La société VALLON DES OPILIAS, créée en 2009, assure la commercialisation, notamment auprès de parfumeurs ou de chefs restaurateurs, d'essences extraites de plantes aromatiques cultivées par la société BAUME DES ANGES ou d'autres exploitants.

Les sociétés BAUME DES ANGES et VALLON DES OPILIAS (ci-après ensemble, les sociétés BAUME DES ANGES) ont, dès 2004, utilisé de l'essence de lavande Carla dans la composition de leurs produits de parfumerie.

La société GUERLAIN, qui exploite l'activité de la maison de parfumerie fondée en 1828 à [Localité 5] par la famille GUERLAIN, leur a acheté cette essence entre 2015 et 2016 pour l'incorporer à la composition de son parfum « Mon Guerlain », l'un de ses plus grands succès.

La société BAUME DES ANGES reproche à la société GUERLAIN d'avoir massivement communiqué à compter de janvier 2017 sur la qualité des matières premières de la composition de « Mon Guerlain », et notamment sur la présence de la lavande Carla, ceci après avoir fortement réduit ses commandes en 2015 et 2016 puis les avoir définitivement cessées en 2017.

Selon les sociétés BAUME DES ANGES, le parfum en cause ne comporterait en réalité qu'une quantité infinitésimale d'essence de lavande Carla, à laquelle seraient surtout associées des molécules de synthèse, moins nobles, alors que la société GUERLAIN aurait poursuivi une communication mettant en avant des matières premières dites d'exception, trompant de ce fait les consommateurs.

C'est dans ces conditions que, par acte du 21 juin 2018, les sociétés BAUME DES ANGES ont fait assigner la société GUERLAIN devant le tribunal de commerce de Paris pour demander réparation d'actes de concurrence déloyale commis au moyen de pratiques commerciales trompeuses et d'actes de parasitisme.

◆ CONSIGNES DE L'EXERCICE ◆
- A) Selon le texte, en quelle année la société VALLON DES OPILIAS a-t-elle été créée ?
- B) Recopiez mot pour mot le segment du texte allant de « Les sociétés BAUME DES ANGES et » jusqu'à « plus grands succès. ».

◆ JEU DE DONNÉES ◆
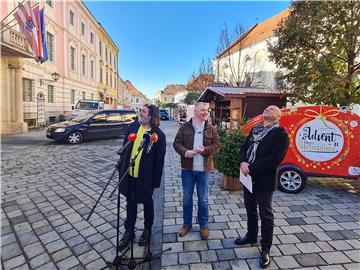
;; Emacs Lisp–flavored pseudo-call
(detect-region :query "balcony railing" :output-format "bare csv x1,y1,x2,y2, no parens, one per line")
1,24,33,58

◆ CORRIGÉ PAR TÂCHE ◆
- A) En 2009.

- B)
Les sociétés BAUME DES ANGES et VALLON DES OPILIAS (ci-après ensemble, les sociétés BAUME DES ANGES) ont, dès 2004, utilisé de l'essence de lavande Carla dans la composition de leurs produits de parfumerie.

La société GUERLAIN, qui exploite l'activité de la maison de parfumerie fondée en 1828 à [Localité 5] par la famille GUERLAIN, leur a acheté cette essence entre 2015 et 2016 pour l'incorporer à la composition de son parfum « Mon Guerlain », l'un de ses plus grands succès.